Document section -
━━━━━━━━

Our Passover celebration went back to its pre-pandemic glory! Can you tell which table is from 2019 and which is from 2022??
As the pandemic picked up speed and we began lockdown in 2020, I knew I had to act fast. I quickly ordered the books for the seder (the Haggadah, the book we read that tells the story of the Jews going out from Egypt, retold every year at this holiday) from Amazon and began to plan to host my own seder service, first time I ever hosted in 61 years. It was picture perfect with the three of us and my son’s GF at the time. And I am grateful that last year we went back to my brother hosting the seder in his house with my parents’ assistance (they live with him in a separate apartment). Once was enough for me!
And what is Passover you ask? Passover is when the Jewish people celebrate that time, millennia ago, when we were slaves in Egypt, and God helped us escape. Moses was our leader, and when he told the current Pharoah we wished to leave and no longer be his slaves (who do you think built those pyramids!), Pharoah said no. 10 plagues befell the Egyptians until Pharoah let us go, because the last plague was the killing of the first-born male child from every household. The same murderous decree that Pharoah had enacted on the Jews a short time earlier. We call the holiday Passover, because all Jewish households were told to put lambs’ blood on their doors so the angel of death would pass over their house and the first-born males would be safe.
Also, we were in a rush, so there was no time to bake bread. No dough had time to rise, hence the flat bread like product we eat for the eight days of Passover, Matzah! For more info feel free to read Wikipedia’s interpretation!

━━━━━━━━

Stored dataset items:
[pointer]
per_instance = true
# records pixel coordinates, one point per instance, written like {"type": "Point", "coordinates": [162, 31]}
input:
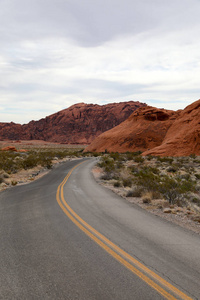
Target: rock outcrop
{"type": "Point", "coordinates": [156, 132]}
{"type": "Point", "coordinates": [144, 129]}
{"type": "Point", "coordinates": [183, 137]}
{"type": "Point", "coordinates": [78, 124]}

━━━━━━━━

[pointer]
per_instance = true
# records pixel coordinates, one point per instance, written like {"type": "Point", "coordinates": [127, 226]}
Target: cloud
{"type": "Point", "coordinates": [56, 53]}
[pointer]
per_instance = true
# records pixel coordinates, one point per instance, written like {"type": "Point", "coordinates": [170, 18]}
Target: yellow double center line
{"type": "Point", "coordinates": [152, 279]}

━━━━━━━━

What you will do -
- 1) Answer these questions using the Passover text:
(a) From what seller were the Haggadah books ordered?
(b) How many plagues befell the Egyptians?
(c) For how many days is Matzah eaten during Passover?
- 2) Output, word for word, the portion of the Passover text between "And what is" and "would be safe.", inclusive.
- 3) Pick up the Passover text after its final sentence and continue it.

Set of answers -
- 1)
(a) Amazon
(b) 10
(c) Eight

- 2)
And what is Passover you ask? Passover is when the Jewish people celebrate that time, millennia ago, when we were slaves in Egypt, and God helped us escape. Moses was our leader, and when he told the current Pharoah we wished to leave and no longer be his slaves (who do you think built those pyramids!), Pharoah said no. 10 plagues befell the Egyptians until Pharoah let us go, because the last plague was the killing of the first-born male child from every household. The same murderous decree that Pharoah had enacted on the Jews a short time earlier. We call the holiday Passover, because all Jewish households were told to put lambs’ blood on their doors so the angel of death would pass over their house and the first-born males would be safe.

- 3)
We did have a seder last year at my brother’s house, but it was a smaller crowd, we practiced social distancing!
My parents are in their late 80’s, so this year’s seder required a Covid test!
These seders are for family and friends. My family is the most religious on my mother’s side of the family, so my cousins on that side are always invited. It is wonderful to at least see these cousins once a year, for over half a century! We always add friends to the mix, some old, some new, we love sharing these types of experiences with people of all faiths! And everyone is expected to participate as we all read a paragraph from the seder book, the Haggadah.
I will close with a memory of the seders from when I was growing up. No snacking was allowed, the seder seemed to go on for hours, and we were all starving! That ended when my brother started hosting the seder in his house, and his wife at the time always had a meal before the meal, as you can see below, no one started the seder hungry anymore! This is also the last time we got to see cousin Erica, may she rest in peace, she is always remembered at every family gathering.
I will always be grateful for these memories that I have been building my entire life!